**Problem to work on:** Collect every line of the records below that contains the string "rock", and copy each one. Case counts.

**Material shown:**

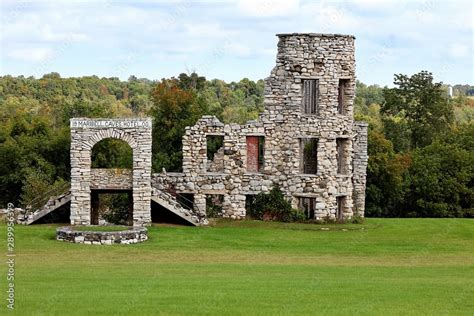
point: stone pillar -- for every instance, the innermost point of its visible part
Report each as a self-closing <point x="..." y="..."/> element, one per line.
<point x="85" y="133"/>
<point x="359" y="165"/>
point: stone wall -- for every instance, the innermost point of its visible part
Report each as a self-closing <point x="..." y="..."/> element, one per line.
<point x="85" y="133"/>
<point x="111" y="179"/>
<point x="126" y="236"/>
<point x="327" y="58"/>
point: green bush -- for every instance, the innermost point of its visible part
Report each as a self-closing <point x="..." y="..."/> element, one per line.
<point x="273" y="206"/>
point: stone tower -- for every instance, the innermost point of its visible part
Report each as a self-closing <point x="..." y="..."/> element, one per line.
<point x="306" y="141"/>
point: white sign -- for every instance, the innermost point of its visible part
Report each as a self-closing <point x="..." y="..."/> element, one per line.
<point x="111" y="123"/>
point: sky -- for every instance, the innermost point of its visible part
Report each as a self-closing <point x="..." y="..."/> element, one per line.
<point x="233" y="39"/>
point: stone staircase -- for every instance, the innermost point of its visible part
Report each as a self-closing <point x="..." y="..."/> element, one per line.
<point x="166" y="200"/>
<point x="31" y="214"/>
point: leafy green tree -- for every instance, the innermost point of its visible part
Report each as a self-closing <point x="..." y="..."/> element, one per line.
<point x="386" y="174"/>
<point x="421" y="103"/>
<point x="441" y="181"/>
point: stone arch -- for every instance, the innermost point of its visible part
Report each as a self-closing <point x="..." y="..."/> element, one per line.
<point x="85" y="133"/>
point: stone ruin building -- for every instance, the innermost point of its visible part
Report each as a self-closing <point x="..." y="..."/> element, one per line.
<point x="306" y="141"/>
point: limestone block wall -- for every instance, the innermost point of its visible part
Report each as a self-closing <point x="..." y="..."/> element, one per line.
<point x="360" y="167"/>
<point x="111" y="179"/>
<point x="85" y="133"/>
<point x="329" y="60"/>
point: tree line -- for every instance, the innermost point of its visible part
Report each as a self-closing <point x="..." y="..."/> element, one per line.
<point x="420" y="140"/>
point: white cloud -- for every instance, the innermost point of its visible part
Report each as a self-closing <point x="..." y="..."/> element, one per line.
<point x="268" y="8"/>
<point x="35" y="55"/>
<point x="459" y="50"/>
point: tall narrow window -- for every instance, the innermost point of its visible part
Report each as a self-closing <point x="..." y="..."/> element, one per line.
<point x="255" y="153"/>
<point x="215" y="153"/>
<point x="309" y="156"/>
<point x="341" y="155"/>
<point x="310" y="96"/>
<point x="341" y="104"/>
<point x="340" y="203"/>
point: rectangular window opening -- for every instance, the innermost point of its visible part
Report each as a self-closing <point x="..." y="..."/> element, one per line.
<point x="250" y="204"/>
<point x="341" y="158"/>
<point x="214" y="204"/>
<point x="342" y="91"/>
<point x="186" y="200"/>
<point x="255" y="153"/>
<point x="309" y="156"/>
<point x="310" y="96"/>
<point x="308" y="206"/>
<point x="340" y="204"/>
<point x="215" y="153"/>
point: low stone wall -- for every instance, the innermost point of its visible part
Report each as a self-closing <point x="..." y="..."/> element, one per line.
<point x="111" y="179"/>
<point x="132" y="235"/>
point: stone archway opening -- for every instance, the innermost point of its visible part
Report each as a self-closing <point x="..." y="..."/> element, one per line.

---

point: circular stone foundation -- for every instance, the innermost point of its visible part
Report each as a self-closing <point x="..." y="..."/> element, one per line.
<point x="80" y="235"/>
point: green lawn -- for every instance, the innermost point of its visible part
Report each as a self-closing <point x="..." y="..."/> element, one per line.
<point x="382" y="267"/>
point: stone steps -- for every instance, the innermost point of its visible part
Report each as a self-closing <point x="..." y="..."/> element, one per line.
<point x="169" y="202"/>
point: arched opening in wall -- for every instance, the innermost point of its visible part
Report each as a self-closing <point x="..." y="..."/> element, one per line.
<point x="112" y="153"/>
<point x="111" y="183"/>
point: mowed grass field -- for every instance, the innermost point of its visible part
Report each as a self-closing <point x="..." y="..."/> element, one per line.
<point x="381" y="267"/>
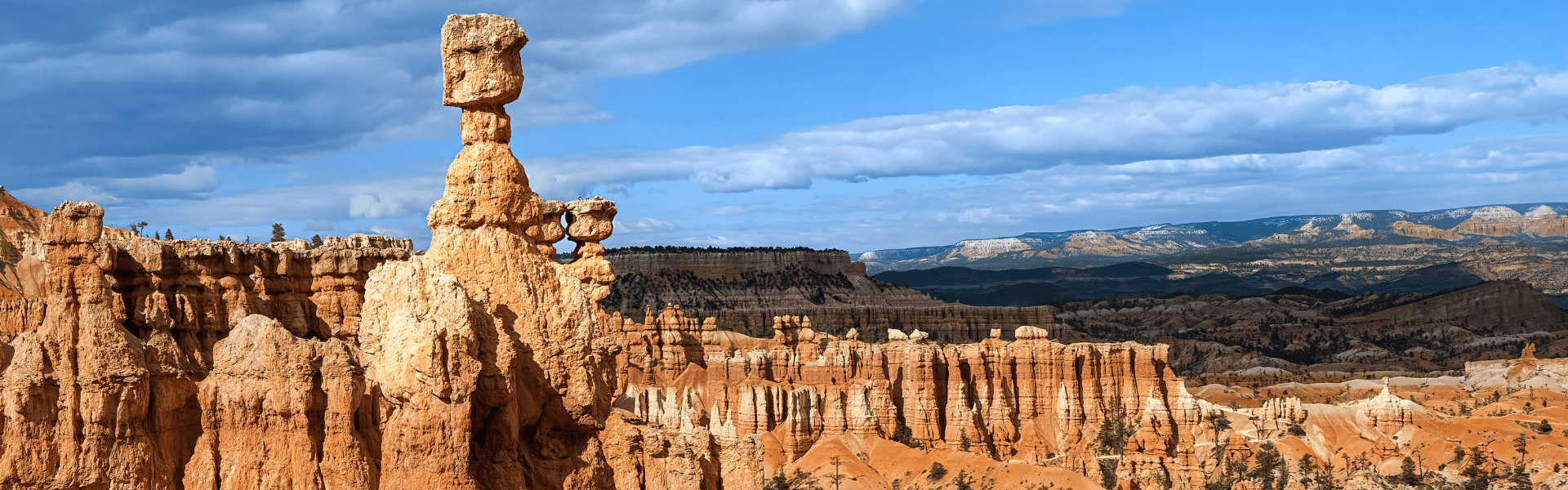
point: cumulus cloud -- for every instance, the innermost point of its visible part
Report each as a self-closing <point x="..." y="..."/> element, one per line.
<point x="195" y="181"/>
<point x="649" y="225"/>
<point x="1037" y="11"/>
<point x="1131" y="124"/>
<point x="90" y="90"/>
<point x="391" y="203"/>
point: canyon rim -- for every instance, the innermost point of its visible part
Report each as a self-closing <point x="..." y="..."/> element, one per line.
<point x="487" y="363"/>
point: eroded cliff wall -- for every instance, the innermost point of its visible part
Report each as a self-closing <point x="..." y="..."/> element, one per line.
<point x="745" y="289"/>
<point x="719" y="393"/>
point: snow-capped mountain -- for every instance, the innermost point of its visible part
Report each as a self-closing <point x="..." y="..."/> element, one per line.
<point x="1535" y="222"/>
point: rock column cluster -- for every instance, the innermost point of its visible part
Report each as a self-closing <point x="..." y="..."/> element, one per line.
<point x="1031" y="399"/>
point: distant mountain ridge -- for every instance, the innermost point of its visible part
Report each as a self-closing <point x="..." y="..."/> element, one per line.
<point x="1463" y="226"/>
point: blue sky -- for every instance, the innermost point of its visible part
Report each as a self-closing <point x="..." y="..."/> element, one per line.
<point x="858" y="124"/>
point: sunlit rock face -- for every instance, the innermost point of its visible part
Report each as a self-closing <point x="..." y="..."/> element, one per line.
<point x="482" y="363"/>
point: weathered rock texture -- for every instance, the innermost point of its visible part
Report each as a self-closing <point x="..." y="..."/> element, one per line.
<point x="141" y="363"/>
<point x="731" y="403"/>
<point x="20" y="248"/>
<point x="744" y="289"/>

**Task result:**
point: rock column cluster -- for every instance, the innermost point of its visible part
point: sunlit rock face -- for every instance, the innermost point of its visible part
point: weathered rock texture -- for every instance, the innermost point of its visible part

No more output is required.